REQUISITOS:
1. Reescreva a parte do texto sobre biogás que vai de "A 20 anos atrás, HEFNER" a "de BleyJr (2015).", mudando "apogeu" para "auge".
2. Transcreva, sem nenhuma mudança, os registros que vão da linha com "water with a single point, one per instance." até o final dos registros, incluindo essa primeira e a última linha.

TRECHO DO DOCUMENTO:
Biogás e seu papel na transição energética

Quais são os benefícios que o biogás proporcionará para a transição energética?

Heleno Quevedo | Colunista do Portal Energia e Biogás — Antes de falarmos sobre o biogás e seu papel na transição energética é preciso destacar alguns conceitos.

Afinal,  o que é transição energética?

A transição energética é uma mudança na forma como produzimos, transportamos e consumimos energia para os nossos processos produtivos. Ao longo da história, a humanidade já passou por diversos processos de transição energética. Um dos processos correspondeu à migração de um uso majoritário de lenha – para atender as suas demandas por aquecimento, cocção e proteção – para o consumo intensivo de combustíveis fósseis como carvão e petróleo, em um período pré-revolução industrial.

A definição de transição energética que a atual sociedade está vivenciando, de forma simples, corresponde a uma mudança gradual e constante do uso global de energia de fontes fósseis para um sistema de carbono zero, ou seja, um sistema energético com taxas de emissão de carbono menores do que as taxas de emissão de carbono decorrentes do consumo de combustíveis fósseis.

Promover a transição energética para uma economia de baixo carbono é uma estratégia adotado por diversos governos para conter a elevação do aquecimento global a 1,5°C acima dos níveis pré-industriais até meados do século. Sendo esse processo um fator-chave para mitigar a mudança climática e os seus impactos perturbadores.

O Brasil está avançando muito no processo de transição energética para fontes renováveis. Com base em dados do Sistema de Informações de Geração da ANEEL – SIGA, atualmente as fontes renováveis na matriz elétrica brasileira correspondem a 83,04%. Esse valor confere ao Brasil uma posição de destaque perante as outras nações. Estamos em uma posição privilegiada, no topo do ranking das nações que mais produzem energia renovável.

Apesar da nossa matriz elétrica ter uma parcela significativa de energia renovável, precisamos avançar também na transição energética para atender toda a matriz energética do Brasil, reduzindo de dependência de combustíveis fósseis.

A necessidade de avançar no processo de substituição de fontes fósseis por renováveis é uma demanda presente há várias décadas, que nos últimos anos ganhou mais força, principalmente pelo agravamento das mudanças climáticas, decorrentes do aquecimento global.

A 20 anos atrás, HEFNER (2002) demonstrava no seu trabalho como a matriz energética mundial tinha evoluído desde a predominância dos combustíveis sólidos (biomassa da madeira), passando pela era atual dos combustíveis líquidos (derivados do petróleo) e já se aproximando da era dos gases, que poderá ter seu apogeu em um mundo movido a hidrogênio (H2), pontos que também foram destacado na obra de BleyJr (2015).

De uma forma bem didática, HEFNER (2002) ilustra o crescimento do uso intensivo de várias fontes de energia, o ápice e a queda do uso ao longo de um horizonte de 300 anos. As avaliações foram obtidas a partir de dados da série histórica do consumo de energia e de projeções futuras do uso de insumos energéticos.

DADOS FORNECIDOS:

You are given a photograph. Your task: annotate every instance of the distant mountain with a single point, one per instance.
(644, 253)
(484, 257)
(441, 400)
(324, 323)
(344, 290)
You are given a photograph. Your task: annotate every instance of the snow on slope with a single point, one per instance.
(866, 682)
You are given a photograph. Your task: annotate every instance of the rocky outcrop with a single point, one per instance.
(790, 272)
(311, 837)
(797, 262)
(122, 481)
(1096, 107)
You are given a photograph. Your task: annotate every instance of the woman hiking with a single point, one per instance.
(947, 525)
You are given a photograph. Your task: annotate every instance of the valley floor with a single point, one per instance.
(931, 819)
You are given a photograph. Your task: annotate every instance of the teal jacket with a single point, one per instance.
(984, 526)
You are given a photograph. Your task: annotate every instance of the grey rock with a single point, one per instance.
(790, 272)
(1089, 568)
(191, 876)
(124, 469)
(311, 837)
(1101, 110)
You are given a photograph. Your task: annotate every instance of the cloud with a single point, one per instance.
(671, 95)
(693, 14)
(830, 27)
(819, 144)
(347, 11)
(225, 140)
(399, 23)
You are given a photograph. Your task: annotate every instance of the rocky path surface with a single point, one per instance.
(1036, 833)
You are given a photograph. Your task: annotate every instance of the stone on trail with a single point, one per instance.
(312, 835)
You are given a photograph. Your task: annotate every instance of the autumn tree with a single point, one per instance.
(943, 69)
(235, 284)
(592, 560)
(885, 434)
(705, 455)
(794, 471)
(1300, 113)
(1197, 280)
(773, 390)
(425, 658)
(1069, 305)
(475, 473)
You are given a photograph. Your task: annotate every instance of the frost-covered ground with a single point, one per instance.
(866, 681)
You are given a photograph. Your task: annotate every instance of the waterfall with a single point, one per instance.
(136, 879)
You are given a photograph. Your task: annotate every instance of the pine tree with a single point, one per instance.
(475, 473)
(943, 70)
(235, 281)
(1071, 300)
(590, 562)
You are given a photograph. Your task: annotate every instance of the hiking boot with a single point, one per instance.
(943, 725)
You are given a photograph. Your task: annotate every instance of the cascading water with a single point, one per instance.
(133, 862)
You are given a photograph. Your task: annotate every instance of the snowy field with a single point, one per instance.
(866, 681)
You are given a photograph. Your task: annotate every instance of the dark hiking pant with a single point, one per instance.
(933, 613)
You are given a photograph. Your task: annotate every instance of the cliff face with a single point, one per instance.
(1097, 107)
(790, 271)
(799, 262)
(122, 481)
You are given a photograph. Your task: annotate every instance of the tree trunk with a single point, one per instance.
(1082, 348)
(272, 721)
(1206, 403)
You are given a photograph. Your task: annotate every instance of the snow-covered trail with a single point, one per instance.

RESPOSTAS POR TAREFA:
1.
A 20 anos atrás, HEFNER (2002) demonstrava no seu trabalho como a matriz energética mundial tinha evoluído desde a predominância dos combustíveis sólidos (biomassa da madeira), passando pela era atual dos combustíveis líquidos (derivados do petróleo) e já se aproximando da era dos gases, que poderá ter seu auge em um mundo movido a hidrogênio (H2), pontos que também foram destacado na obra de BleyJr (2015).

2.
You are given a photograph. Your task: annotate every instance of the cascading water with a single point, one per instance.
(133, 862)
You are given a photograph. Your task: annotate every instance of the snowy field with a single point, one per instance.
(866, 681)
You are given a photograph. Your task: annotate every instance of the dark hiking pant with a single point, one per instance.
(933, 613)
You are given a photograph. Your task: annotate every instance of the cliff face with a single point, one per instance.
(1097, 107)
(790, 271)
(799, 262)
(122, 481)
You are given a photograph. Your task: annotate every instance of the tree trunk with a single point, one per instance.
(1082, 348)
(272, 721)
(1206, 403)
You are given a photograph. Your task: annotate every instance of the snow-covered trail with a single point, one per instance.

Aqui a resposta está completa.